Extract provided |
** start **

Any who have studied the history of the last century understand how very similar the economic policies of Mussolini and of Franklin Roosevelt were.
Economic policies?
....it goes well beyond economic policies. In many ways, elites desired this nation to mirror Fascist Italy....
The authoritarian designs of Italian government structures were also attractive to Roosevelt, as a way of symbolizing the strength of all-powerful state authority.
"The architecture of the three regimes in terms of ‘monumentality,’ the need of people to create symbols that reveal their inner life, their actions, and their social conceptions. The similarity of the architecture of National Socialism, of Fascism, and of that of the New Deal is a reminder of the fact that during the Great Depression, capitalism’s period of crisis, all three philosophies rejected modernism and turned, instead, to monumentality, a backward-looking, neoclassical architecture."
Wolfgang Schivelbusch, “Three New Deals”
1. "...structures that bear actual fascist symbols—those of the United States government, no less. Bizarre as it seems, many federal buildings in Washington were designed prominently with fasces, the emblem of Italian dictator Benito Mussolini’s twentieth-century regime. Even more surprisingly, these structures were erected in the 1920s and 1930s—just as Mussolini was ornamenting Italy’s government buildings with the same symbol.
2. The bas-reliefs on the flagpoles at the Supreme Court, done by the architect Charles Gilbert in 1935, also feature fasces as one of seven symbols of justice’s manifold attributes.
3. The federal fasces have oddly escaped the notice of modern observers, but their story sheds light on the often curious histories of cultural symbols. How did the fasces get there? Stranger still, how did they escape effacement during our mid-century war with the Italian fascist regime?
And how should we think about them today?
4. When he came to power in Italy in 1922, Mussolini resurrected the symbol and employed it to represent the strength and unity of the Italian state. Political fascism made physical power and the ability to impose order central to its ideology, and so the term “fascism” quickly became synonymous with authoritarian regimes.

** end **

Exercises to complete |
1 - Revise the piece on New Deal and Fascist symbolism from "2. The bas-reliefs" up to and including "justice’s manifold attributes.", changing "flagpoles" to "flagstaffs".
2 - Pick up the piece on New Deal and Fascist symbolism after its final sentence and extend it.

Dataset excerpts |
** start **

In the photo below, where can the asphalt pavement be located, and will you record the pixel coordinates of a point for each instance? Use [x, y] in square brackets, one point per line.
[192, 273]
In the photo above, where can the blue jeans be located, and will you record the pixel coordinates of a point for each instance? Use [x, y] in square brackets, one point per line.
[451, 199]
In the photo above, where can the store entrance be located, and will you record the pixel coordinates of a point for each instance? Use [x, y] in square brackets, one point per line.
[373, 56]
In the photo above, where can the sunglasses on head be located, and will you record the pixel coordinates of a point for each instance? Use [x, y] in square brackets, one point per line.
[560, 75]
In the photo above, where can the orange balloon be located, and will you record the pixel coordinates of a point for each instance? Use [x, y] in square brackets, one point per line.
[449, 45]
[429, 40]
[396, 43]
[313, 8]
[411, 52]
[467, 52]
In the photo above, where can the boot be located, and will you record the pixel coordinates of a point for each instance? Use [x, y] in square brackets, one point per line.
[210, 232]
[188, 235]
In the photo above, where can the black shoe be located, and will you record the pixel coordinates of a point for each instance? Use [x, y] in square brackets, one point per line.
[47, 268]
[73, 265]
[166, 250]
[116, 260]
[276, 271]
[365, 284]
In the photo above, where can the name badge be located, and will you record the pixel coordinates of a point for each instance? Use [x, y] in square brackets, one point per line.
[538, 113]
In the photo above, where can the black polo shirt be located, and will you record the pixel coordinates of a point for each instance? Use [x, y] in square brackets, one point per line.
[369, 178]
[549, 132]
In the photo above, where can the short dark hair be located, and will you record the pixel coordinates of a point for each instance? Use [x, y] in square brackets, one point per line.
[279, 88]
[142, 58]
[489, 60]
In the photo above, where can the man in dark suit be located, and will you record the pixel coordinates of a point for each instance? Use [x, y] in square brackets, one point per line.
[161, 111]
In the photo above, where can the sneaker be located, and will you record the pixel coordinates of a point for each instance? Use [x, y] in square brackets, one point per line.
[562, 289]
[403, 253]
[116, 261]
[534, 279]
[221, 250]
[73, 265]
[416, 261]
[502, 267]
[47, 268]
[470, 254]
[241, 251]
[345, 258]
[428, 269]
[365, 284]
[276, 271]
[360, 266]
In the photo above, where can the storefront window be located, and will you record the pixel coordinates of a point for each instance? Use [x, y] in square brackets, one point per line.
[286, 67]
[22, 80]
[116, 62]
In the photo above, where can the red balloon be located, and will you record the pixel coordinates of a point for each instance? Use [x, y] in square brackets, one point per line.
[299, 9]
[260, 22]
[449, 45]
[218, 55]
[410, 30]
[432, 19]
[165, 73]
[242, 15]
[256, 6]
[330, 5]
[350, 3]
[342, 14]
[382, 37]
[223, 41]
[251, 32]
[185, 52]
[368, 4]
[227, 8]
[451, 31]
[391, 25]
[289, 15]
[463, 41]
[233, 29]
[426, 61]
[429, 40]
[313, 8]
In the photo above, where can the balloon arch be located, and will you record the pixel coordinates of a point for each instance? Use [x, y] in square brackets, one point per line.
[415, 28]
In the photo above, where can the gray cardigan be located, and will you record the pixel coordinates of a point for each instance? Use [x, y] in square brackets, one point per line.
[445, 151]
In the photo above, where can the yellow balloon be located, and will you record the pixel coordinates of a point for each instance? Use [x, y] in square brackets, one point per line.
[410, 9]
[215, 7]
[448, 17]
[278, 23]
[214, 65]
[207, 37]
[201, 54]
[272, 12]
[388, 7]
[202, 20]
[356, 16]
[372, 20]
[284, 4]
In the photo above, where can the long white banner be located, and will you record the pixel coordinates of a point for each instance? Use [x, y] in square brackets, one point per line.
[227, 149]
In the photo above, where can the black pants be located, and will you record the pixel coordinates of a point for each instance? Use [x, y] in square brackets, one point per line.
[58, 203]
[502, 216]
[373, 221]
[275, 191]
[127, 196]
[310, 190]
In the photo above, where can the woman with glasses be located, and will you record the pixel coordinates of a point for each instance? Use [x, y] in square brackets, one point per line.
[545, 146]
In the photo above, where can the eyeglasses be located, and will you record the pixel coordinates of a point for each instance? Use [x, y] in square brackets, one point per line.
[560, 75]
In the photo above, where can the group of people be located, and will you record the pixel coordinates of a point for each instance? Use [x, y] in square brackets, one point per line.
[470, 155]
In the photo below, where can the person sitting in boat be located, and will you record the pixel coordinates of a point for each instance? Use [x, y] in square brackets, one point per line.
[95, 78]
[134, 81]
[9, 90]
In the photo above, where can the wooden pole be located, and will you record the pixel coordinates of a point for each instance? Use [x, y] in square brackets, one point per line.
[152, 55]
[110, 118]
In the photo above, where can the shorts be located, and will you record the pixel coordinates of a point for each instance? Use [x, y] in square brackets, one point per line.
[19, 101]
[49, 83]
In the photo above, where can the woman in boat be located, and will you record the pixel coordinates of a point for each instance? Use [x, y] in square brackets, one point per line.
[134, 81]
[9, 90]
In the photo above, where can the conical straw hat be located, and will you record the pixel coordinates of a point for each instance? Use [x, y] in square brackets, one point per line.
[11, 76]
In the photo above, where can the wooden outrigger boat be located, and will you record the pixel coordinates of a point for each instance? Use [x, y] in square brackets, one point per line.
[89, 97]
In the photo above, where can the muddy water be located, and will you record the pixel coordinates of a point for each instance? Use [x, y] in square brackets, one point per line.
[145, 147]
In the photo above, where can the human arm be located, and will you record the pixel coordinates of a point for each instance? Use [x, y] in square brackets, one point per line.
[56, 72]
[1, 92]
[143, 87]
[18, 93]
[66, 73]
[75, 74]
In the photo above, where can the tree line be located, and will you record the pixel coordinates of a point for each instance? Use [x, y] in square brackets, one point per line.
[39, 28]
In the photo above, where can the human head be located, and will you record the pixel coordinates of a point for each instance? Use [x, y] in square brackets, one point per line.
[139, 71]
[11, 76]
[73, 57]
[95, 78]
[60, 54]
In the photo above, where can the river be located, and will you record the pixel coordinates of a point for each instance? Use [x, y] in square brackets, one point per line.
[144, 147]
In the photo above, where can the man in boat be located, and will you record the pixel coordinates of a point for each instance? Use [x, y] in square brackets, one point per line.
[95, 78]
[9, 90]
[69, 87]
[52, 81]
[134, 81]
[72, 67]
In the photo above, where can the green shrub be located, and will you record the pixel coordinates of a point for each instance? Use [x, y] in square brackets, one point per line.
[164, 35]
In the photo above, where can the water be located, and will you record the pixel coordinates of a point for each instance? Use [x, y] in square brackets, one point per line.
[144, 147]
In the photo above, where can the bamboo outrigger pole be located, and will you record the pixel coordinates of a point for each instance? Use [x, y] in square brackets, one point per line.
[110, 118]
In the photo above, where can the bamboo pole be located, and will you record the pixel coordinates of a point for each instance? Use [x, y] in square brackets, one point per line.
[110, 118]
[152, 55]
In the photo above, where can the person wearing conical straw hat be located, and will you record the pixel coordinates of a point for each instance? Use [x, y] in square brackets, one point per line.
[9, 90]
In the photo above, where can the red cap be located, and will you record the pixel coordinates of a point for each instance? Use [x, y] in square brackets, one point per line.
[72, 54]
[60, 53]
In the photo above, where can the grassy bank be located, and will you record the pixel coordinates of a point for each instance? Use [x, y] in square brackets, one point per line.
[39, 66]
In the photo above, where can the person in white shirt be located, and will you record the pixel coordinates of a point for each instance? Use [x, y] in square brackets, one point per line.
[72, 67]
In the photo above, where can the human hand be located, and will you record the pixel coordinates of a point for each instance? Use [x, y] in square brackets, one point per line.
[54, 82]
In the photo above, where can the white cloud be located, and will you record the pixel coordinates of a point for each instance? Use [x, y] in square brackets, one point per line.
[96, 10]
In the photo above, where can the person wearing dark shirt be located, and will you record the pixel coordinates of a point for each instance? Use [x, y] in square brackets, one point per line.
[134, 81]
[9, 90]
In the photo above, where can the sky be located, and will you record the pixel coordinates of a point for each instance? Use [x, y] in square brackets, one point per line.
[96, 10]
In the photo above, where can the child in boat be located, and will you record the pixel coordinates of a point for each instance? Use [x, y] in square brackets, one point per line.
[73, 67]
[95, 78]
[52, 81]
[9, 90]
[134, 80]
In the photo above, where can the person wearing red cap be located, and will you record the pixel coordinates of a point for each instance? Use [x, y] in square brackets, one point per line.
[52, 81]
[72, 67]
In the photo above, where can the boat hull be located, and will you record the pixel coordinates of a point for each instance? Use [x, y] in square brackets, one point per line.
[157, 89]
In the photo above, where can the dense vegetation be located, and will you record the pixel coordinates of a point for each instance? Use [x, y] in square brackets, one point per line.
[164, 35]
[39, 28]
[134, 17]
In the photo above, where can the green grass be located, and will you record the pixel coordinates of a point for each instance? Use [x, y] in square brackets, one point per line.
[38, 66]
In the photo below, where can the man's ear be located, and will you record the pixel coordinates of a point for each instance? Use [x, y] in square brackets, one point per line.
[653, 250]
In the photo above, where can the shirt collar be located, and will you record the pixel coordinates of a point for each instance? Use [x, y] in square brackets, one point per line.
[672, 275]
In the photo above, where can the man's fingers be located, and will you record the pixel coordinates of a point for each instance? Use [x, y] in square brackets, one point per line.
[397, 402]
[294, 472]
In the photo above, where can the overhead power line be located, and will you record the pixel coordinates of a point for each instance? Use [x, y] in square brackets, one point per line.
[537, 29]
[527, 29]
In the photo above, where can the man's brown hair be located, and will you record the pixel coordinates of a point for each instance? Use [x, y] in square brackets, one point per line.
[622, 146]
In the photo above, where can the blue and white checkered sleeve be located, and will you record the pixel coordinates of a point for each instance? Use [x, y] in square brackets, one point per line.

** end **

Exercise responses |
1 -
2. The bas-reliefs on the flagstaffs at the Supreme Court, done by the architect Charles Gilbert in 1935, also feature fasces as one of seven symbols of justice’s manifold attributes.

2 -
Mussolini made the fasces symbol almost as common in Italy as the Nazi swastika became in Hitler’s Germany.
5. American architects knew of Mussolini’s grandiose building projects, and some publicly lauded them. Charles Gilbert, who designed the Supreme Court building, met Mussolini on a 1927 visit to Italy to procure marble for the project. No doubt Gilbert saw the countless fasces in Italian architecture. He was also favorably impressed by Il Duce himself.
6. But given the prominence of the fasces in Mussolini’s propaganda, [the architect] must have been aware that he wasn’t simply using ancient iconography. The architects working on the federal buildings of the 1930s were also extremely conscious of the political symbolism they employed.
They often looked to the socialist realism of Europe for inspiration.
The Federal Trade Commission building, for instance, completed in 1938, is adorned with socialist-realist reliefs of brawny workers engaged in various industries.
7. Today, it might seem improbable that American government projects would decorate themselves with symbols of European fascism, whatever the enthusiasms of architects. But at the time, Mussolini was widely admired by Americans for getting Italy back on its feet.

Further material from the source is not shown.